- [Exercise prompt]: Below is a block of records; repeat all of them exactly.

- [Material for this task]:
--- Start ---
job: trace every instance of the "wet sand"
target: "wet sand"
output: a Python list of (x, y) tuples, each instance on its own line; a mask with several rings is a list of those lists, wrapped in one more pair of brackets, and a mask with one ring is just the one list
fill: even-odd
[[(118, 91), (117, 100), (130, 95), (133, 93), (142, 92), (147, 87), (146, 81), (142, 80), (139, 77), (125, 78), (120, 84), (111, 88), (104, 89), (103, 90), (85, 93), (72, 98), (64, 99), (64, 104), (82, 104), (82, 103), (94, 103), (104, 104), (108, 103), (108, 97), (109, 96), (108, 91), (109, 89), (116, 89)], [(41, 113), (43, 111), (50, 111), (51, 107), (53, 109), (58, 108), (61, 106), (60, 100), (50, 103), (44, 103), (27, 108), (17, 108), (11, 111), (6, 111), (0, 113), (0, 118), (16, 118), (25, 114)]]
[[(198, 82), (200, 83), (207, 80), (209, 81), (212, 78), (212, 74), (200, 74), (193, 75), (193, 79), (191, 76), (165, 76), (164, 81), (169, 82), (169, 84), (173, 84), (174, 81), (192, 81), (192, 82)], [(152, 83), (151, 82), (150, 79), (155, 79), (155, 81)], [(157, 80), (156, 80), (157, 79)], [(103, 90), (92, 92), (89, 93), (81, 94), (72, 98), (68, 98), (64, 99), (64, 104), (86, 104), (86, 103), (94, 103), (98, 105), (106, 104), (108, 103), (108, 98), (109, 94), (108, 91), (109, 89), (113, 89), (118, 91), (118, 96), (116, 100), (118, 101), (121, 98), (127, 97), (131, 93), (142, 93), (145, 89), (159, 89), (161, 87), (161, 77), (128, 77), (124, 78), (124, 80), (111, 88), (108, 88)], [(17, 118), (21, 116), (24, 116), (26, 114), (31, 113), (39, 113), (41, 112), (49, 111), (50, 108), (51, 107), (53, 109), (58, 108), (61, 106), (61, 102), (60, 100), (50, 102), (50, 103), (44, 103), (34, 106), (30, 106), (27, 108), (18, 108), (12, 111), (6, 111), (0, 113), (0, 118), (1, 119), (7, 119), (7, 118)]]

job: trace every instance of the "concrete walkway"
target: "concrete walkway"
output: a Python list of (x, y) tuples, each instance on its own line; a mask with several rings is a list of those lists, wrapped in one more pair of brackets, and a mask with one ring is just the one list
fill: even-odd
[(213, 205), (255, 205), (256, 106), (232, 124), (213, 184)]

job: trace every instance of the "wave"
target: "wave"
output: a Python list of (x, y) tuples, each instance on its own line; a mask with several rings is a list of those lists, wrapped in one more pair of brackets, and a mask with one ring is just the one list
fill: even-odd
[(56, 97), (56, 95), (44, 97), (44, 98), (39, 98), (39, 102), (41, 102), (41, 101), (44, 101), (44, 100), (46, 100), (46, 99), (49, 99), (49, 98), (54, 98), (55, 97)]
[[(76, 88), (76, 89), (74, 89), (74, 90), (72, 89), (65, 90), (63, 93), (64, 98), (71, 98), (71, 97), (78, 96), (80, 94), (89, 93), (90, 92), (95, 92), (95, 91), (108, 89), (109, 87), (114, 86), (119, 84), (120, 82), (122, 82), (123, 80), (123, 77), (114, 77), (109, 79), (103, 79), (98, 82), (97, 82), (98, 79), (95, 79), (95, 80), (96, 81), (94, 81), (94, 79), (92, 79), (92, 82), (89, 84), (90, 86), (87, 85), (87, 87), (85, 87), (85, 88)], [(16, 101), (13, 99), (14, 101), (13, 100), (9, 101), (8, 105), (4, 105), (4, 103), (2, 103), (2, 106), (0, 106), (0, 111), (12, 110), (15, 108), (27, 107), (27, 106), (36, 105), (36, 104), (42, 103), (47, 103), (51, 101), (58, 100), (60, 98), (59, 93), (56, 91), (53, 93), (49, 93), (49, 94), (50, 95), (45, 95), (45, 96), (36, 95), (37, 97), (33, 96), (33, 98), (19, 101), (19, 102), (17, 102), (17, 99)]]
--- End ---
- [Task answer]:
job: trace every instance of the "wet sand"
target: "wet sand"
output: a Python list of (x, y) tuples, each instance on its own line; a mask with several rings is a list of those lists, wrapped in one more pair of brackets, and a mask with one ring is just the one list
fill: even-odd
[[(118, 91), (117, 100), (130, 95), (133, 93), (142, 92), (147, 87), (146, 81), (142, 80), (139, 77), (125, 78), (120, 84), (111, 88), (104, 89), (103, 90), (85, 93), (72, 98), (64, 99), (64, 104), (82, 104), (82, 103), (94, 103), (104, 104), (108, 103), (108, 97), (109, 96), (108, 91), (109, 89), (116, 89)], [(41, 113), (43, 111), (50, 111), (51, 107), (53, 109), (58, 108), (61, 106), (60, 100), (50, 103), (44, 103), (27, 108), (17, 108), (11, 111), (6, 111), (0, 113), (0, 118), (16, 118), (25, 114)]]
[[(198, 82), (200, 83), (207, 80), (209, 81), (212, 78), (212, 74), (200, 74), (193, 75), (193, 79), (191, 76), (165, 76), (164, 81), (169, 82), (169, 84), (173, 84), (174, 81), (192, 81), (192, 82)], [(152, 83), (151, 82), (150, 79), (155, 79), (155, 81)], [(157, 80), (156, 80), (157, 79)], [(103, 90), (92, 92), (89, 93), (81, 94), (72, 98), (68, 98), (64, 99), (64, 104), (86, 104), (86, 103), (94, 103), (98, 105), (106, 104), (108, 103), (108, 98), (109, 94), (108, 91), (109, 89), (113, 89), (118, 91), (118, 96), (116, 100), (118, 101), (121, 98), (127, 97), (131, 93), (142, 93), (145, 89), (159, 89), (161, 87), (161, 77), (128, 77), (124, 78), (124, 80), (111, 88), (108, 88)], [(17, 118), (21, 116), (24, 116), (26, 114), (31, 113), (39, 113), (41, 112), (49, 111), (50, 108), (51, 107), (53, 109), (58, 108), (61, 106), (61, 102), (60, 100), (50, 102), (50, 103), (44, 103), (34, 106), (30, 106), (27, 108), (18, 108), (12, 111), (6, 111), (0, 113), (0, 118), (1, 119), (7, 119), (7, 118)]]

job: trace every instance of the "concrete walkway"
target: "concrete walkway"
output: a Python list of (x, y) tuples, each instance on its own line; a mask with several rings is a list of those lists, wrapped in one more pair of brackets, and a mask with one ring is just the one list
fill: even-odd
[(213, 205), (255, 205), (256, 106), (232, 124), (213, 184)]

job: trace every instance of the "wave"
target: "wave"
output: a Python list of (x, y) tuples, each instance on its own line; a mask with several rings is a list of those lists, wrapped in one more pair of brackets, and a mask with one ring is just the one list
fill: even-odd
[(56, 97), (56, 95), (44, 97), (44, 98), (39, 98), (39, 102), (41, 102), (41, 101), (44, 101), (44, 100), (46, 100), (46, 99), (49, 99), (49, 98), (54, 98), (55, 97)]
[[(76, 88), (76, 89), (74, 89), (74, 90), (72, 89), (65, 90), (63, 93), (64, 98), (71, 98), (71, 97), (78, 96), (80, 94), (89, 93), (90, 92), (95, 92), (95, 91), (108, 89), (109, 87), (114, 86), (119, 84), (120, 82), (122, 82), (123, 80), (123, 77), (114, 77), (109, 79), (103, 79), (98, 82), (97, 82), (98, 79), (95, 79), (95, 80), (96, 81), (94, 81), (94, 79), (92, 79), (92, 82), (89, 84), (90, 86), (87, 85), (87, 87), (85, 87), (85, 88)], [(16, 101), (13, 99), (14, 101), (13, 100), (9, 101), (8, 105), (4, 105), (4, 103), (2, 103), (2, 106), (0, 106), (0, 111), (12, 110), (15, 108), (27, 107), (27, 106), (36, 105), (36, 104), (42, 103), (47, 103), (51, 101), (58, 100), (60, 98), (59, 93), (56, 91), (53, 93), (49, 93), (49, 94), (50, 95), (45, 95), (45, 96), (36, 95), (37, 97), (33, 96), (33, 98), (19, 101), (19, 102), (17, 102), (17, 99)]]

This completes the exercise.